BEGIN Working data

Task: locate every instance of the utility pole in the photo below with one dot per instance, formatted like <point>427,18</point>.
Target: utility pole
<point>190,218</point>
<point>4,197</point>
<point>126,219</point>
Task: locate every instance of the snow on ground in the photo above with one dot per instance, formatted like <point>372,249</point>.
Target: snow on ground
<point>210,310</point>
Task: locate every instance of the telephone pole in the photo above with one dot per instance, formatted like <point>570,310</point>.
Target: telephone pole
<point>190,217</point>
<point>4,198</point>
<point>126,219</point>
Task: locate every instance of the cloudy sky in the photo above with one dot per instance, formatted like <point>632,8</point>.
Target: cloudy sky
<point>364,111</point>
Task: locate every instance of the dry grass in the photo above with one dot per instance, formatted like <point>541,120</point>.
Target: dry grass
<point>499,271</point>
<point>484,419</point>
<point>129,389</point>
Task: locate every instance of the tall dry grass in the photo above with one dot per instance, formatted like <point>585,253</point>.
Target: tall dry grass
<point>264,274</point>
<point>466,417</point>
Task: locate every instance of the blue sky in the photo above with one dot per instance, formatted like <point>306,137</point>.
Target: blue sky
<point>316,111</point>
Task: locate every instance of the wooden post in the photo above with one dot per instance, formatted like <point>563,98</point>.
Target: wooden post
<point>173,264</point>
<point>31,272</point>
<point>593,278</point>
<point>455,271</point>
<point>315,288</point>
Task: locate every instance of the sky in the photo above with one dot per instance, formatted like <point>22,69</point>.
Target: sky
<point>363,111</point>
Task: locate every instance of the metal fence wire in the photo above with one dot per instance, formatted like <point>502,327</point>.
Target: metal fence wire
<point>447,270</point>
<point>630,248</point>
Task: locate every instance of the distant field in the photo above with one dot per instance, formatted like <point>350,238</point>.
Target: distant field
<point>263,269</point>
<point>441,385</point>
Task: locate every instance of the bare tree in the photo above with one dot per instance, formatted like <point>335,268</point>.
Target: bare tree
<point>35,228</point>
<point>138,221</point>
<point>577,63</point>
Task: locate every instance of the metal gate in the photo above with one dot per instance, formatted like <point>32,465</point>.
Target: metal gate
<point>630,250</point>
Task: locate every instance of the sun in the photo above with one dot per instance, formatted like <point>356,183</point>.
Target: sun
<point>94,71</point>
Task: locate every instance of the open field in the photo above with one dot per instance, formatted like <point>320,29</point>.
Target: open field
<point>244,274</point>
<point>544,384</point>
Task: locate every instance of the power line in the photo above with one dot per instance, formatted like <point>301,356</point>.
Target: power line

END Working data

Every record should be retyped so that it matches the original exactly.

**Exercise output**.
Task: locate every instance of the utility pole in the photo below with one dot per instance, formatted like <point>427,18</point>.
Target: utility pole
<point>190,218</point>
<point>4,197</point>
<point>126,219</point>
Task: locate every instance of the snow on ground in the photo above with one dot per instance, formatted like <point>372,249</point>.
Target: snow on ground
<point>210,310</point>
Task: locate every instance of the telephone pole in the photo above with one dot per instance, formatted like <point>570,310</point>.
Target: telephone pole
<point>190,217</point>
<point>4,198</point>
<point>126,219</point>
Task: locate every instance of the cloudy sky in the photo above with one dot per instance, formatted like <point>632,8</point>.
Target: cloudy sky
<point>364,111</point>
Task: locate every instance of the dry grass in the photo above with one dot per instance, formatted like <point>541,120</point>.
Target: dry grass
<point>499,271</point>
<point>484,419</point>
<point>129,389</point>
Task: locate every instance of the tall dry grass in the photo above with one dot per instance, formatted like <point>585,253</point>.
Target: tall dry grass
<point>264,274</point>
<point>466,417</point>
Task: locate every instance of the blue sky in the photo above with one dot per instance, formatted like <point>306,137</point>.
Target: blue sky
<point>316,111</point>
Task: locate every instance of the wooden post in the photo above with one dot per instance, formatted like <point>563,98</point>.
Target: wooden post
<point>173,264</point>
<point>31,272</point>
<point>593,278</point>
<point>455,271</point>
<point>315,288</point>
Task: locate every instance of the sky in the photo above with one dot per instance, formatted like <point>22,69</point>.
Target: sky
<point>363,111</point>
Task: locate every instance of the metal fence wire in the photo above with one dot per instance, formatted like <point>502,327</point>.
Target: metal fence wire
<point>447,270</point>
<point>630,248</point>
Task: locate every instance of the distant field in the photo above with one dot per instance, formatted like <point>350,238</point>.
Target: distant field
<point>263,269</point>
<point>441,385</point>
Task: locate every instance of the bare tree in the photo above with one dot per instance, formatted like <point>335,268</point>.
Target: bare tree
<point>35,228</point>
<point>138,221</point>
<point>577,63</point>
Task: locate every instance of the metal gate in the photo above with one dot per instance, formatted like <point>32,465</point>.
Target: metal gate
<point>630,250</point>
Task: locate every instance of the sun in the photo above with one dot per instance, formatted like <point>356,183</point>.
Target: sun
<point>94,71</point>
Task: locate every instance of the open field in the photo above with one dot per instance, formatted like <point>320,29</point>.
Target: open field
<point>244,274</point>
<point>544,384</point>
Task: locate every instance of the power line in the photo above with one dot per instance, formatted like <point>301,356</point>.
Target: power line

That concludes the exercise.